» **What to work on**:
1. In the HTCondor thread, which freenode channel does Tim suggest for reaching the GCE folks?
2. Condense the paragraph of the HTCondor thread that begins "My new unexpected challenge" into a shorter version that keeps its main facts.
3. Return the passage of the HTCondor thread from "On Mon, Nov" to "for more details.", word for word.

» **Excerpt**:
————

[Date Prev][Date Next][Thread Prev][Thread Next][Date Index][Thread Index]

Re: [HTCondor-users] Condor in a Container works! (was Re: Trouble trying to make HTCondor work in a Docker container)



Jim - 

Mesos is the elastic scale out solution for kube in the on-prem case.  

Otherwise I saw some demo's where you can define policies to auto-scale using googles cluster manager tools that wrap the 'container engine'.  From what I saw it was quite snazzy, you could scale up and down based on a slew of variables.

If you have more questions, feel free to hit-up the GCE folks on freenode #google-containers. 

Cheers, 
Tim


From: "Jim White" <jimwhite@xxxxxx>
To: "HTCondor-Users Mail List" <htcondor-users@xxxxxxxxxxx>
Sent: Monday, November 10, 2014 3:04:01 PM
Subject: [HTCondor-users] Condor in a Container works! (was Re: Trouble trying to make HTCondor work in a Docker container)

Hi guys!  Thanks for the interest.  I did get it working and will write up a little README and a blog post later today.  My current post at http://jimwhite.github.io/ is about running the BLLIP parser and it's Python GUI in Docker.

The current config runs without privileged (because I want this to be a vanilla Kubernetes thing) but I also want to be able to use Docker images as executables for jobs that will be required for Docker-in-Docker.  

My new unexpected challenge is that the reason I hadn't seen how to change the number of Kube minions (cloud instances as opposed to pod replicas) dynamically is that that is not currently supported (at least on GCE).  I may do something based on the newly released GCE auto-scaler or perhaps the new Google Kubernetes PaaS will do what I need.  

I've been looking around at Condor auto-scaling solutions for whether there is any existing code that I could use for adjusting the replica controller but haven't seen anything that seems better than writing it from scratch.  Any suggestions?

Jim

On Mon, Nov 10, 2014 at 10:33 AM, Tim St Clair <tstclair@xxxxxxxxxx> wrote:
Hey folks -

For this use case, you're likely going to need to disable all cgroup isolation on condor when running, lest you try to re-parent and I don't even recommend trying to do that, because you may enter into a hurt-locker.  Also your containers may need to be privileged to run, see https://github.com/GoogleCloudPlatform/kubernetes/issues/391 for more details.

————

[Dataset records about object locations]

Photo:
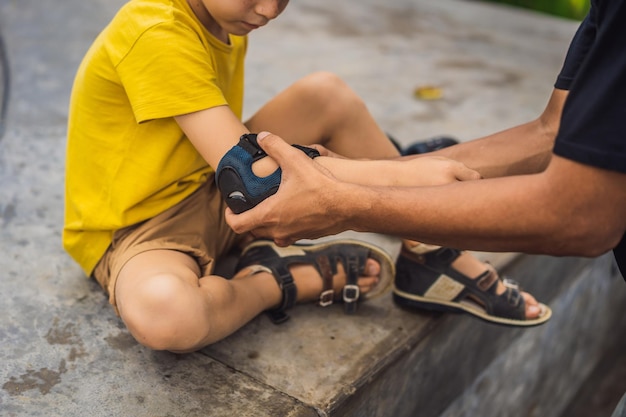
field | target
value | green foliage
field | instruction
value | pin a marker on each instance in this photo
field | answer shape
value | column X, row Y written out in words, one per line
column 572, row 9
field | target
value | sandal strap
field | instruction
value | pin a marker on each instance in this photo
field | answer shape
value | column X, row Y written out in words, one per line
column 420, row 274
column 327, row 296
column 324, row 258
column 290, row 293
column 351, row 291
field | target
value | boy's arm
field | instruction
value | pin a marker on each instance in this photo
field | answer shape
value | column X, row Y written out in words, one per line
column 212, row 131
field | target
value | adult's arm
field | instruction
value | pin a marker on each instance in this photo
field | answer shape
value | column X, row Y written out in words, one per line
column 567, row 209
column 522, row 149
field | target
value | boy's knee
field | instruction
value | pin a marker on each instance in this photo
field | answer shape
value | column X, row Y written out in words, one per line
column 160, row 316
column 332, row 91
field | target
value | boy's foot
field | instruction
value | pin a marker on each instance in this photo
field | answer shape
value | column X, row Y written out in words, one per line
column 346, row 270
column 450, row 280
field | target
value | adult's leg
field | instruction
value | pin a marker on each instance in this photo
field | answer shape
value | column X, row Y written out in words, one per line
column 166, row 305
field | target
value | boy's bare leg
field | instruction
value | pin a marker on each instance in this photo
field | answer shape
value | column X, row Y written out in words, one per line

————

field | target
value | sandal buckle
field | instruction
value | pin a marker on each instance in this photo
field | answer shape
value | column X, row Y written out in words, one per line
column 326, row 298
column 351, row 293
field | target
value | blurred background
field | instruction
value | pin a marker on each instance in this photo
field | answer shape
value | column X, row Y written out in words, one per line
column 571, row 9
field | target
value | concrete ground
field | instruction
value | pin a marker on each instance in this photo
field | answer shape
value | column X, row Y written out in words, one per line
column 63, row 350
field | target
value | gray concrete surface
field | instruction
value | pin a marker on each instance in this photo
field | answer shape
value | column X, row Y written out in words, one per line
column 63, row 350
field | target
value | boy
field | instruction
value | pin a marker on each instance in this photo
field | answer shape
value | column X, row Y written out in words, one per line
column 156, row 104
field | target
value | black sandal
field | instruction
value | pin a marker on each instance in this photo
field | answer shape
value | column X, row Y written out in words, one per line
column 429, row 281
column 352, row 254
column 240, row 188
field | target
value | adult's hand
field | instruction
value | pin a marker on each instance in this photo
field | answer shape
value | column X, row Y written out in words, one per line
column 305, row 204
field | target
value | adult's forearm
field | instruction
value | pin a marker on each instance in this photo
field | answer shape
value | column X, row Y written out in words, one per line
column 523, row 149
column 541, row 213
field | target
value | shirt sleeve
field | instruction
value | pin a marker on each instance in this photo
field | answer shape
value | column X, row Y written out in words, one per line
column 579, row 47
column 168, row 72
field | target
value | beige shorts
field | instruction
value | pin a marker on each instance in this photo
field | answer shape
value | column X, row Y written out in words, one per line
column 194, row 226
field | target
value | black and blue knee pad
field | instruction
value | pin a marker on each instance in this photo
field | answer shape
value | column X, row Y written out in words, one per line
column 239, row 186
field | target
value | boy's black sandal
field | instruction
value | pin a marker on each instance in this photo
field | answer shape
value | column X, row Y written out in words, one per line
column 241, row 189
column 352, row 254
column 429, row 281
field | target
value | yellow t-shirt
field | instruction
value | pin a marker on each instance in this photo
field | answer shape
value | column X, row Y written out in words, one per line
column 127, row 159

————

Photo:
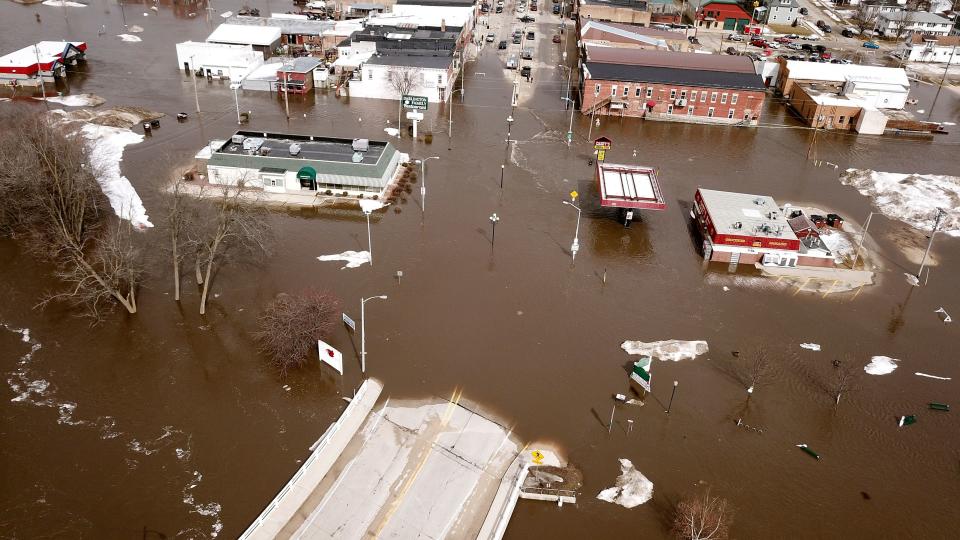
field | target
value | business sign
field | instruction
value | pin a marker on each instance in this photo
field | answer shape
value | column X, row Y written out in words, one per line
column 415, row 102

————

» **The results**:
1. #google-containers

2. Jim couldn't find how to change the number of Kube minions (cloud instances, not pod replicas) dynamically because this isn't currently supported, at least on GCE. He may build something on the newly released GCE auto-scaler, or the new Google Kubernetes PaaS might meet his needs.

3.
On Mon, Nov 10, 2014 at 10:33 AM, Tim St Clair <tstclair@xxxxxxxxxx> wrote:
Hey folks -

For this use case, you're likely going to need to disable all cgroup isolation on condor when running, lest you try to re-parent and I don't even recommend trying to do that, because you may enter into a hurt-locker.  Also your containers may need to be privileged to run, see https://github.com/GoogleCloudPlatform/kubernetes/issues/391 for more details.